Consigne écrite:
Rédigez la suite de l'extrait consacré à l'allocution d'Emmanuel Macron du 15 juin, à partir de sa dernière phrase.

La dernière allocution du président français, concernant notamment le racisme, la violence policière et la mémoire de l’esclavage, a frappé par sa « fermeté ». Il faudrait parler plutôt d’une « fermeture », qui marque un virage identitaire et autoritaire extrêmement préoccupant
La statue de l’homme d’État français du XVIIe siècle Jean-Baptiste Colbert, située devant l’Assemblée nationale à Paris, a été taguée avec les mots « négrophobie d’État » le 23 juin 2020. Colbert est à l’origine de l’élaboration du Code noir régissant l’esclavage dans l’empire colonial français (AFP)

Pas un mot. Forcé et contraint par une actualité brûlante d’évoquer (brièvement) et de condamner (abstraitement) « le racisme » (sans annoncer la moindre mesure pour le combattre), le président français Emmanuel Macron n’a en revanche pas eu un mot, lors de son allocution du 15 juin dernier, pour saluer l’antiracisme concret d’un mouvement social mondial qui fait ladite actualité brûlante, en France et dans bien d’autres pays, à la suite de l’assassinat de l’Afro-Américain George Floyd.

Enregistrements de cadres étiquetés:
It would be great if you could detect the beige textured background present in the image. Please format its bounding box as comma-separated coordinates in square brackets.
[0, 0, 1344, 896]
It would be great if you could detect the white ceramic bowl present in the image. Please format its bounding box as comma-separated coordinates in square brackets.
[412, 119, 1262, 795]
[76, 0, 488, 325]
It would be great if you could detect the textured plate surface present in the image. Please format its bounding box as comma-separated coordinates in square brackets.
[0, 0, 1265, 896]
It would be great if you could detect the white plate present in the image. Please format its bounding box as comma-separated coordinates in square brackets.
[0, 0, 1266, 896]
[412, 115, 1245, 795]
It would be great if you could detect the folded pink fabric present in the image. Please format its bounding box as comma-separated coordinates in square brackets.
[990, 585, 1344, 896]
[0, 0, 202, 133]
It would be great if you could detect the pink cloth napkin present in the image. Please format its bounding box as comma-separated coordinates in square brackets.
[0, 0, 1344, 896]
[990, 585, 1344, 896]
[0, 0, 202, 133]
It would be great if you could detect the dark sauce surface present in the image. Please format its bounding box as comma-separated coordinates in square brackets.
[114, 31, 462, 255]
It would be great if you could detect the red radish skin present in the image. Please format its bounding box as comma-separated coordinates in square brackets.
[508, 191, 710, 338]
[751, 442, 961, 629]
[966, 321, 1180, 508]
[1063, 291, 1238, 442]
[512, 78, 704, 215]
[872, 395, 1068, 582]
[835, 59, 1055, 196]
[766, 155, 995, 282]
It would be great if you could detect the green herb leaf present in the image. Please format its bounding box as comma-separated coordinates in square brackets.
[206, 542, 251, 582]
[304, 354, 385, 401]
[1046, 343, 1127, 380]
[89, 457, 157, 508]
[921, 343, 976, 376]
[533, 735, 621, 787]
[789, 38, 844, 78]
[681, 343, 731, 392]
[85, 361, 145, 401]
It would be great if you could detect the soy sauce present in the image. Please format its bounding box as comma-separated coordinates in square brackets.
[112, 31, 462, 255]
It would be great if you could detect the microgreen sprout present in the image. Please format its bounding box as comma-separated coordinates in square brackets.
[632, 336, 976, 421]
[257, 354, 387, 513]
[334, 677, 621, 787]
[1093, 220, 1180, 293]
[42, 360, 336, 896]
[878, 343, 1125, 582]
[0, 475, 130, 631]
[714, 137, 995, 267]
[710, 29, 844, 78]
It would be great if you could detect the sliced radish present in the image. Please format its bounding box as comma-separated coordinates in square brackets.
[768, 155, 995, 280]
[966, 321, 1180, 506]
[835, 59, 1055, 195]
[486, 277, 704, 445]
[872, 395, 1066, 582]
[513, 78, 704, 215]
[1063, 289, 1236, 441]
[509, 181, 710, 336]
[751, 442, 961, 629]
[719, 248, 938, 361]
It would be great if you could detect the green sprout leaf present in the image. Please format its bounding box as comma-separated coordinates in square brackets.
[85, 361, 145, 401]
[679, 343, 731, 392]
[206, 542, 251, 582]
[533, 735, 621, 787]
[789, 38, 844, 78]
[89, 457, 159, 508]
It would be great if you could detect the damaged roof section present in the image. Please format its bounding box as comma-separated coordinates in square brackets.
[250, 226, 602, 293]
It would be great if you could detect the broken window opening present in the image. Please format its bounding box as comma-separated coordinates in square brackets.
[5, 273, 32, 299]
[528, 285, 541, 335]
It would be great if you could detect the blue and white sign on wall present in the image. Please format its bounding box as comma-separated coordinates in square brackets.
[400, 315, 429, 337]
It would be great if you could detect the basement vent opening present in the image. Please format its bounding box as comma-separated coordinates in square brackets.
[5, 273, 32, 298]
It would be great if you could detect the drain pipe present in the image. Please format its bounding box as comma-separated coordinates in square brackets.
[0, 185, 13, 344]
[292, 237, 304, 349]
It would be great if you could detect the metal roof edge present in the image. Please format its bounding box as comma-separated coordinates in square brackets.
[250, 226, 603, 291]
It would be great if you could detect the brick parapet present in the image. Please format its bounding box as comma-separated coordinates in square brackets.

Réponse à la consigne:
Pas un mot d’hommage, donc, pour ce mouvement social d’une ampleur historique, pour son mot d’ordre pourtant « évident » : « Black Lives Matter » (« les vies noires comptent »), pour son objet principal, tout aussi salutaire (le refus du racisme et de la violence policière) et pour ses revendications connexes (notamment le « déboulonnage » des statues et autres lieux de mémoire célébrant d’anciens « négriers »).

Le président fonde son intransigeance sur une très fallacieuse confusion entre mémoire et histoire

Pas un mot d’hommage, donc, pour une mobilisation mondiale exemplaire, non violente, en faveur de principes qui sont pourtant ceux que notre République met en avant : la liberté, l’égalité et la fraternité.

Pas d’hommage à cette mobilisation, donc, mais au contraire une interminable envolée pour rendre un vibrant hommage et réaffirmer une confiance « aveugle » à une police française que de très nombreuses enquêtes journalistiques, sociologiques et associatives, rien que ces dernières semaines, accusent de très graves écarts : violences sur enfant ; racisme quotidien ; utilisation routinière dans certains commissariats de catégories racistes comme « négroïde » ; pratique massive du contrôles au faciès, documentée par un long rapport de Human Rights Watch ainsi qu’une note du Défenseur des droits, Jacques Toubon ; nombreuses « violences illégitimes » commises à la faveur du confinement et dénoncées notamment par Amnesty International ; omerta ; dérives verbales ordurières, notamment racistes, dans des groupes Facebook impliquant des milliers de policiers ; sexisme, homophobie, infiltrations fascistes et même tentations séditieuses.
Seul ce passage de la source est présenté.